- **Task item**
Although the data below contains pictures, please reproduce only its words, exactly.

┌─ Extracted entries

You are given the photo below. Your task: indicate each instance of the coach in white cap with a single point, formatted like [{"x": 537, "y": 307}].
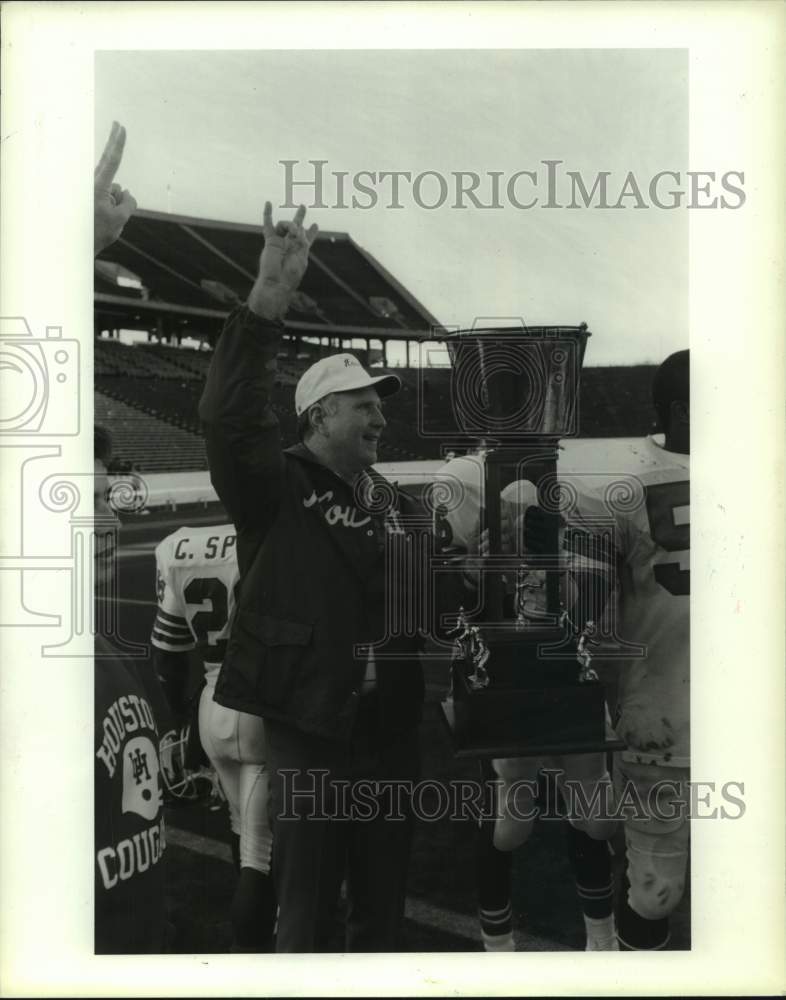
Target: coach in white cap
[
  {"x": 339, "y": 415},
  {"x": 313, "y": 536}
]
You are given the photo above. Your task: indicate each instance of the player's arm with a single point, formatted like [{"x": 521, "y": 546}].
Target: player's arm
[
  {"x": 112, "y": 205},
  {"x": 241, "y": 429},
  {"x": 589, "y": 553}
]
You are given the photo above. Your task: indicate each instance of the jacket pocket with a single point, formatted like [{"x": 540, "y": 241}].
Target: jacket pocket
[{"x": 268, "y": 653}]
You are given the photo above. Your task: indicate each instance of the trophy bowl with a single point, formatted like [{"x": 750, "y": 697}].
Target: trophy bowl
[{"x": 519, "y": 687}]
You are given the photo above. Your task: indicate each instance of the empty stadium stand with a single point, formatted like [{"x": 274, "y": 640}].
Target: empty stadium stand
[{"x": 148, "y": 395}]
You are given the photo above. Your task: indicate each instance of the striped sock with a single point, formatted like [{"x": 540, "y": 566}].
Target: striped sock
[{"x": 496, "y": 928}]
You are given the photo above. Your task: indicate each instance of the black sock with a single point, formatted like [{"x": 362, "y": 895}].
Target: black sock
[
  {"x": 234, "y": 844},
  {"x": 634, "y": 932},
  {"x": 591, "y": 864},
  {"x": 492, "y": 876},
  {"x": 253, "y": 911}
]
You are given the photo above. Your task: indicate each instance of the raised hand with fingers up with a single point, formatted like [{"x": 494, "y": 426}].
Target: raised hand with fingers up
[
  {"x": 282, "y": 263},
  {"x": 113, "y": 206}
]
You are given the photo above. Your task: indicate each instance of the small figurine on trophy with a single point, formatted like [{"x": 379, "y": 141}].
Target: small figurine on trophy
[{"x": 471, "y": 649}]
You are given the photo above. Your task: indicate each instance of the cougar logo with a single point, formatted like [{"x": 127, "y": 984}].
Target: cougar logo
[{"x": 141, "y": 786}]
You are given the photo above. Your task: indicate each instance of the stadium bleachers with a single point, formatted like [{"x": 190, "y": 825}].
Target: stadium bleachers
[
  {"x": 149, "y": 394},
  {"x": 151, "y": 444}
]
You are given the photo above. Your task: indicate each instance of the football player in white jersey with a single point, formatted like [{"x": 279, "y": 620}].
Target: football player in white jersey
[
  {"x": 652, "y": 715},
  {"x": 197, "y": 575},
  {"x": 651, "y": 575},
  {"x": 586, "y": 835}
]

└─

- **Reply to the task**
You are given the photo below. Your task: indicate each instance of the coach in white cap with a single point, formatted like [{"x": 537, "y": 307}].
Target: coach in white cap
[
  {"x": 339, "y": 415},
  {"x": 313, "y": 536}
]
You are given the photo above. Your task: indicate each instance of the player's arm with a single point, formatted like [{"x": 521, "y": 546}].
Target: player's arm
[
  {"x": 112, "y": 205},
  {"x": 241, "y": 429},
  {"x": 589, "y": 553}
]
You are given the photo above. Your task: indicate each instance of the jacket pocket with a single point, formatted like [{"x": 540, "y": 241}].
Target: jacket pocket
[{"x": 268, "y": 653}]
You are given the photo above. Your task: indicate each instance of the trophy bowl with a single point, formatted like [{"x": 750, "y": 697}].
Target: trophy bowl
[{"x": 519, "y": 687}]
You are given the photo above. Your task: indicate each instance of the empty stadium stand with a single point, formatted like [{"x": 274, "y": 640}].
Target: empty stadium stand
[{"x": 148, "y": 395}]
You are given the photo above. Your task: indicate each instance of the striped sock with a single point, formatted like [{"x": 540, "y": 566}].
Target: striped sock
[{"x": 496, "y": 928}]
You are given the photo above. Your task: indicate each instance of the black sock with a single point, formatted like [{"x": 362, "y": 895}].
Target: black sock
[
  {"x": 234, "y": 844},
  {"x": 634, "y": 932},
  {"x": 591, "y": 864},
  {"x": 492, "y": 876},
  {"x": 253, "y": 911}
]
You are given the photo above. Your task: indicate each instance of the raised hand with fingers up with a single point, formatted like [{"x": 494, "y": 426}].
Target: raised hand with fingers up
[
  {"x": 282, "y": 263},
  {"x": 113, "y": 206}
]
You are given the photo above. Your task: indicate each instance of the small figurine on trophy with a single point, formatted like [{"x": 379, "y": 141}].
Target: small figurine on trophy
[{"x": 471, "y": 649}]
You are given the photo above. Your task: indicate each instance of the cougar logo with a single point, formatted like [{"x": 127, "y": 984}].
Target: cougar logo
[{"x": 141, "y": 786}]
You are given the photo above. Your task: indicate each instance of the stadium bleachers with a single point, formatted like [{"x": 190, "y": 825}].
Target: stadium bleachers
[
  {"x": 149, "y": 394},
  {"x": 151, "y": 444}
]
You are given the photo above. Your task: indicate each instance of the football player in white jersey with a single point, formatted like [{"x": 279, "y": 620}].
Target: football player in white jersey
[
  {"x": 652, "y": 715},
  {"x": 197, "y": 575},
  {"x": 651, "y": 575},
  {"x": 586, "y": 835}
]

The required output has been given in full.